== WRITTEN REQUEST ==
Update the following lines so that every occurrence of "draw the outline" becomes "trace the boundary", with all other text left unchanged.

=== GIVEN INFORMATION ===

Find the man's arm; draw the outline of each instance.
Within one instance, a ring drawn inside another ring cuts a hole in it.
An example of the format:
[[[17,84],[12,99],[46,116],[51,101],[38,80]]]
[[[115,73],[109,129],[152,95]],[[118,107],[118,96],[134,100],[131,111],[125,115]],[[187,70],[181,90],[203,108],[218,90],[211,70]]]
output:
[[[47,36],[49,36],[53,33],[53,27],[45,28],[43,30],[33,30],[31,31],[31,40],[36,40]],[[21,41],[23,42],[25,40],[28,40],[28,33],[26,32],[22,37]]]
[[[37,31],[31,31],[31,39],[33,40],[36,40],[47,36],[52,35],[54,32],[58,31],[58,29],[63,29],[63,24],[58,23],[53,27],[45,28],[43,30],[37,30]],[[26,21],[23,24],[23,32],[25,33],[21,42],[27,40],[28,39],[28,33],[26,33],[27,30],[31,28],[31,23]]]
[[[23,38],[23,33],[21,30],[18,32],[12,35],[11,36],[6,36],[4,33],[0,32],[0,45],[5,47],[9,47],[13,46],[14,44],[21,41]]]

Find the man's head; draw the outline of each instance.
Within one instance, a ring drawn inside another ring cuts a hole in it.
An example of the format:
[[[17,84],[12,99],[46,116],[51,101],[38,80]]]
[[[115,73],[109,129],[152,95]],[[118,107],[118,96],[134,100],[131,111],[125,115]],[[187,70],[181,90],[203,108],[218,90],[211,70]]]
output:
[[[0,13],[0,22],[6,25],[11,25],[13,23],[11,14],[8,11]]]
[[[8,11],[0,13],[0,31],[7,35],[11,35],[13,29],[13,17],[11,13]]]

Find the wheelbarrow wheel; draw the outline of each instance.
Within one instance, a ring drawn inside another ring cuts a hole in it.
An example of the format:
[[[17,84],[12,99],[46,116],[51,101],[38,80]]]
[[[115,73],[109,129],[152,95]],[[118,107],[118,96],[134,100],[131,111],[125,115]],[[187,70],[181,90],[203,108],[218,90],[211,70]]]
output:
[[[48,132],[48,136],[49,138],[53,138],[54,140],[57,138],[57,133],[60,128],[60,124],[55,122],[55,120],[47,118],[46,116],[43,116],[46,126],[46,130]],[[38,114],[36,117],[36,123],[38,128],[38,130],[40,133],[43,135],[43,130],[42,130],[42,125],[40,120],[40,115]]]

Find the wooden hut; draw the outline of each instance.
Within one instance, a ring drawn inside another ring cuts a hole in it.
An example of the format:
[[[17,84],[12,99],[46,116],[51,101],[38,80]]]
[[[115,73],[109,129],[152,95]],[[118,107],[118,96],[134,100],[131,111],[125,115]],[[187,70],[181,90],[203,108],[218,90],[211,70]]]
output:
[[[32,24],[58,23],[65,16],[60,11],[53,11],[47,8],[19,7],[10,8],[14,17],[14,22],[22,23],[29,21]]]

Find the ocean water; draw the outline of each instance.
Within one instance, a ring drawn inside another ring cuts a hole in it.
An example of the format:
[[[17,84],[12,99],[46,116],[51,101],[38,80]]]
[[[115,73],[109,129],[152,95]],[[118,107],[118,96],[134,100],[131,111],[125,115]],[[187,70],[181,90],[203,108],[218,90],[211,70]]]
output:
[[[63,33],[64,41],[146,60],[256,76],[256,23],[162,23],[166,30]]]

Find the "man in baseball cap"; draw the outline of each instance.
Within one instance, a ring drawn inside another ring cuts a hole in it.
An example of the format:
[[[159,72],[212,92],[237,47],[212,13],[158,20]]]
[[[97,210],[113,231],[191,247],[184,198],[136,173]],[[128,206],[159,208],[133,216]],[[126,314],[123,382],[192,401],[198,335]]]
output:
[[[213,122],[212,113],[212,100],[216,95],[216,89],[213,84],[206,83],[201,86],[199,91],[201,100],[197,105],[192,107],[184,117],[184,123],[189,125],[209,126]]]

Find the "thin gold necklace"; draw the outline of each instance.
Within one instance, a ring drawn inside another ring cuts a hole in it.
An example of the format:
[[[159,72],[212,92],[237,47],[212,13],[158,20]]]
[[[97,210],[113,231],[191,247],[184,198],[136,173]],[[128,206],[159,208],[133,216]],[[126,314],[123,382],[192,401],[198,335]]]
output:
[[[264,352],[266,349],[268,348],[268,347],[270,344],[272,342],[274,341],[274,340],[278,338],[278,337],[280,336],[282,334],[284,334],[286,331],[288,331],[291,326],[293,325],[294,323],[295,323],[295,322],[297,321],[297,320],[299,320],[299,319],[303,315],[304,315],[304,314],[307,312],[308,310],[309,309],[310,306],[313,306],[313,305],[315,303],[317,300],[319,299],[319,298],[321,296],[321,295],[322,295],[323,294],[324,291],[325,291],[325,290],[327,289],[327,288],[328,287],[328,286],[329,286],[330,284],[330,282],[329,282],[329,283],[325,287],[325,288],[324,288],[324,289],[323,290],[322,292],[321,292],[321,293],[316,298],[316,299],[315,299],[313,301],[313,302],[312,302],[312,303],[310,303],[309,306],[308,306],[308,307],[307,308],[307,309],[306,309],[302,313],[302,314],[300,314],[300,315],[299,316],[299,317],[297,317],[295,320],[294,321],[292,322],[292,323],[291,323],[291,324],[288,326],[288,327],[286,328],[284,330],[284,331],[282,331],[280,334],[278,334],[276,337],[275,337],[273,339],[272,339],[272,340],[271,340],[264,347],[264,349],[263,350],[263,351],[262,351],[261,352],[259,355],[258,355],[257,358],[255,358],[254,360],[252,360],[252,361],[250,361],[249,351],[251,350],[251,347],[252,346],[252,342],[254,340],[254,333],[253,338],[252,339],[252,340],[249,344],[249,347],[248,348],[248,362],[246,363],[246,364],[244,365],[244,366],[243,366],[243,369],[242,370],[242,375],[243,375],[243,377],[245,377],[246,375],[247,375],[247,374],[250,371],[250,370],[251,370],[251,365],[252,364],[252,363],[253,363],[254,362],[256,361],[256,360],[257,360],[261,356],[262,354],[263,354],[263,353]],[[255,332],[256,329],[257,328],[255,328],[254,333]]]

===

== WRITTEN ANSWER ==
Find the man's arm; trace the boundary of each instance.
Within one instance, a ring drawn inside another ring cuts a hole in it.
An example of the format:
[[[17,84],[12,99],[46,116],[51,101],[38,80]]]
[[[115,73],[109,129],[152,95]],[[118,107],[118,96],[134,100],[131,111],[125,115]],[[187,70],[181,90],[203,108],[218,90],[211,70]]]
output:
[[[47,36],[49,36],[53,33],[53,27],[45,28],[43,30],[33,30],[31,31],[31,40],[36,40]],[[21,41],[23,42],[25,40],[28,40],[28,33],[26,32],[22,37]]]
[[[37,31],[31,31],[31,39],[33,40],[36,40],[47,36],[52,35],[54,32],[58,31],[58,29],[63,29],[63,24],[58,23],[53,27],[45,28],[43,30],[37,30]],[[26,21],[23,24],[23,32],[25,33],[21,42],[27,40],[28,39],[28,33],[26,33],[27,30],[31,28],[31,23]]]
[[[23,38],[23,33],[21,30],[18,32],[12,35],[11,36],[6,36],[4,33],[0,32],[0,45],[5,47],[9,47],[13,46],[14,44],[21,41]]]

Find the man's head; trace the boundary of each instance.
Within one instance, a ring drawn inside another ring cuts a hole in it.
An example of the format:
[[[17,84],[12,99],[46,116],[51,101],[38,80]]]
[[[115,73],[109,129],[152,95]],[[118,107],[118,96],[134,100],[131,111],[125,115]],[[187,70],[181,90],[203,108],[218,90],[211,70]]]
output:
[[[0,13],[0,22],[6,25],[11,25],[13,23],[11,14],[8,11]]]
[[[8,11],[0,13],[0,31],[7,35],[11,35],[13,29],[13,17],[11,13]]]

Find the wheelbarrow wheel; trace the boundary of each instance.
Within one instance, a ring drawn inside another ring cuts a hole in it.
An example of the format:
[[[17,84],[12,99],[46,116],[51,101],[38,80]]]
[[[115,73],[109,129],[152,95]],[[118,107],[118,96],[134,100],[131,111],[125,115]],[[187,70],[181,90],[203,108],[218,90],[211,70]]]
output:
[[[48,132],[48,136],[49,138],[53,138],[54,140],[57,138],[57,133],[60,128],[60,124],[55,122],[55,120],[47,118],[46,116],[43,116],[46,126],[46,130]],[[38,114],[36,117],[36,123],[38,128],[38,130],[40,133],[43,135],[43,130],[42,130],[42,125],[40,120],[40,115]]]

Find the wooden hut; trace the boundary of each instance.
Within one instance, a ring drawn inside another ring cuts a hole in it.
An example of the format:
[[[17,84],[12,99],[46,116],[51,101],[38,80]]]
[[[115,73],[109,129],[152,95]],[[118,107],[118,96],[134,100],[131,111],[125,115]],[[187,70],[181,90],[203,108],[218,90],[211,70]]]
output:
[[[32,24],[58,23],[65,16],[60,11],[53,11],[47,8],[19,7],[10,8],[14,17],[14,22],[22,23],[29,21]]]

Find the ocean water; trace the boundary of each instance.
Within one instance, a ring drawn inside another ring cuts a hole in it.
An example of the format:
[[[17,84],[12,99],[46,116],[51,101],[38,80]]]
[[[115,73],[109,129],[152,95]],[[118,107],[118,96],[134,100],[131,111],[125,115]],[[187,70],[181,90],[203,108],[218,90],[211,70]]]
output:
[[[63,33],[64,41],[146,60],[256,76],[256,23],[162,23],[166,30]]]

Find the "man in baseball cap"; trace the boundary of each instance.
Within one instance, a ring drawn inside another ring cuts a hole in it.
An example of the format:
[[[159,72],[212,92],[237,47],[212,13],[158,20]]]
[[[97,210],[113,231],[191,247],[184,198],[136,173]],[[128,206],[159,208],[133,216]],[[126,314],[123,382],[192,401],[198,335]]]
output:
[[[213,122],[212,113],[212,100],[216,95],[216,89],[213,84],[206,83],[201,86],[199,91],[201,100],[197,105],[192,107],[184,117],[184,123],[189,125],[209,126]]]

Find the "thin gold necklace"; trace the boundary of each instance.
Within one instance, a ring drawn inside another ring cuts a hole in it.
An example of the format:
[[[159,72],[212,92],[237,47],[212,13],[158,20]]]
[[[97,210],[113,231],[191,247],[184,198],[136,173]],[[128,206],[159,208],[133,216]],[[126,314],[123,382],[192,401],[198,335]]]
output:
[[[264,352],[266,349],[268,348],[268,347],[270,344],[272,342],[274,341],[274,340],[278,338],[278,337],[280,336],[282,334],[284,334],[286,331],[288,331],[291,326],[293,325],[294,323],[295,323],[295,322],[297,321],[297,320],[299,320],[299,319],[303,315],[304,315],[304,314],[307,312],[308,310],[309,309],[310,306],[313,306],[313,305],[315,303],[317,300],[319,299],[319,298],[321,296],[321,295],[322,295],[323,294],[324,291],[325,291],[325,290],[327,289],[327,288],[328,287],[328,286],[329,286],[330,284],[330,282],[329,282],[329,283],[325,287],[325,288],[324,288],[324,289],[323,290],[322,292],[321,292],[321,293],[316,298],[316,299],[315,299],[313,301],[313,302],[312,302],[312,303],[310,303],[309,306],[308,306],[308,307],[307,308],[307,309],[306,309],[302,313],[302,314],[300,314],[300,315],[299,316],[299,317],[297,317],[295,320],[294,321],[292,322],[292,323],[291,323],[291,324],[288,326],[288,327],[286,328],[284,330],[284,331],[282,331],[280,334],[278,334],[276,337],[275,337],[273,339],[272,339],[272,340],[271,340],[264,347],[264,349],[263,350],[263,351],[262,351],[261,352],[259,355],[258,355],[257,358],[255,358],[254,360],[252,360],[252,361],[250,361],[249,351],[251,350],[251,347],[252,346],[252,342],[254,340],[254,333],[253,338],[252,339],[252,340],[249,344],[249,347],[248,348],[248,362],[246,363],[246,364],[244,365],[244,366],[243,366],[243,369],[242,370],[242,375],[243,375],[243,377],[245,377],[246,375],[247,375],[247,374],[250,371],[250,370],[251,370],[251,365],[252,364],[252,363],[253,363],[254,362],[256,361],[256,360],[257,360],[261,356],[262,354],[263,354],[263,353]],[[255,332],[256,329],[257,328],[255,328],[254,333]]]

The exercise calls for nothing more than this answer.